_Objective_
Copy every item below word for word, omitting the pictures.

Pointing records:
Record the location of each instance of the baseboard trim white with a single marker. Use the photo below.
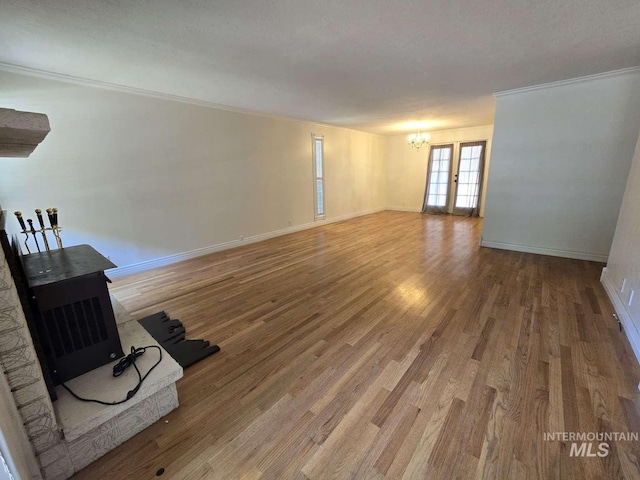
(405, 209)
(594, 257)
(179, 257)
(624, 316)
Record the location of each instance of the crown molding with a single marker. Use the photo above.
(587, 78)
(86, 82)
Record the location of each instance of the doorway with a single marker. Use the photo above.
(456, 193)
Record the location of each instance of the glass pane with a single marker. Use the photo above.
(319, 166)
(319, 197)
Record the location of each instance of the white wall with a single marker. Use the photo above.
(15, 448)
(624, 259)
(560, 160)
(141, 178)
(407, 168)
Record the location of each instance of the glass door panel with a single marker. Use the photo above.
(438, 179)
(469, 179)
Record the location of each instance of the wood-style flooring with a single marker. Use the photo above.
(387, 346)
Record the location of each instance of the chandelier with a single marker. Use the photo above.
(419, 139)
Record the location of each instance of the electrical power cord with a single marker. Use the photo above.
(118, 369)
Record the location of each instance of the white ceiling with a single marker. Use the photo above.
(372, 65)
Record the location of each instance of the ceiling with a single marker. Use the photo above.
(373, 65)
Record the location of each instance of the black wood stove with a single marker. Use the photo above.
(73, 315)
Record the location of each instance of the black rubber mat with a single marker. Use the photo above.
(171, 335)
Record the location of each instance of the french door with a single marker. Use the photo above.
(459, 193)
(436, 198)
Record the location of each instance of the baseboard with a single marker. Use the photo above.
(628, 326)
(404, 209)
(179, 257)
(593, 257)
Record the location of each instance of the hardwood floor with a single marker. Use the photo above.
(388, 346)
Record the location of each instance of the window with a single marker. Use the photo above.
(318, 175)
(438, 179)
(469, 178)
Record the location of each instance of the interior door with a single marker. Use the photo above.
(436, 197)
(468, 180)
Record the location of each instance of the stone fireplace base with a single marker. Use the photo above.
(69, 435)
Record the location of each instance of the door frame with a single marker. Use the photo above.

_Written reply_
Record the location of each instance of the baseboard trim white with a single marker. Use the photo below.
(405, 209)
(594, 257)
(179, 257)
(624, 316)
Record the location of each instance of the crown molding with a single marker. Use the photo above.
(587, 78)
(86, 82)
Record the location of each instance of the doorway with a single marker. Use the photo above.
(456, 193)
Record the location of each instance of the glass pane with a single marker. Use the photo above.
(319, 166)
(319, 197)
Record the location of each instance of the white wall with a single marker. Use the photo above.
(15, 448)
(624, 259)
(560, 160)
(141, 178)
(407, 168)
Record the location of each instance of the glass door panel with a single marker. Use the photo above.
(438, 179)
(469, 179)
Record the location of each instance of the wood-style flooring with a single marker. Use the photo above.
(387, 346)
Record the location of each instance of the chandelier with a single marker. Use the photo above.
(419, 139)
Record the location of each instance of the electrical power cord with a single marker. Use the photo above.
(118, 369)
Record the location of each instance of the white ceiling with a single marker. Use the photo above.
(372, 65)
Record the location of each instance of the ceiling with a single marker. Use the photo above.
(373, 65)
Record the location of each instance of the black wood stove with a single marker. Use the photo above.
(73, 315)
Record the location of each instance of the black rubber mat with a single marker. Use the photo above.
(171, 335)
Record the location of each instance of the french door with a single marker. Use the photo above.
(459, 193)
(436, 198)
Record the location of each instance of the baseboard with a single marker. Use the photo above.
(628, 326)
(404, 209)
(179, 257)
(593, 257)
Record the location of each instance of the hardwood floor with a single marker. Use the photo above.
(388, 346)
Record the location of each instance of the window with a single marker. Use the photo above.
(318, 175)
(438, 179)
(469, 178)
Record the location of each instance of the interior door with a single marker. Use the photo above.
(436, 197)
(468, 180)
Record the location of each instance of the stone fireplace base with a single marker. Use the photo above.
(69, 435)
Record the location of each instance of the door frame with a single marker. Use the photo above.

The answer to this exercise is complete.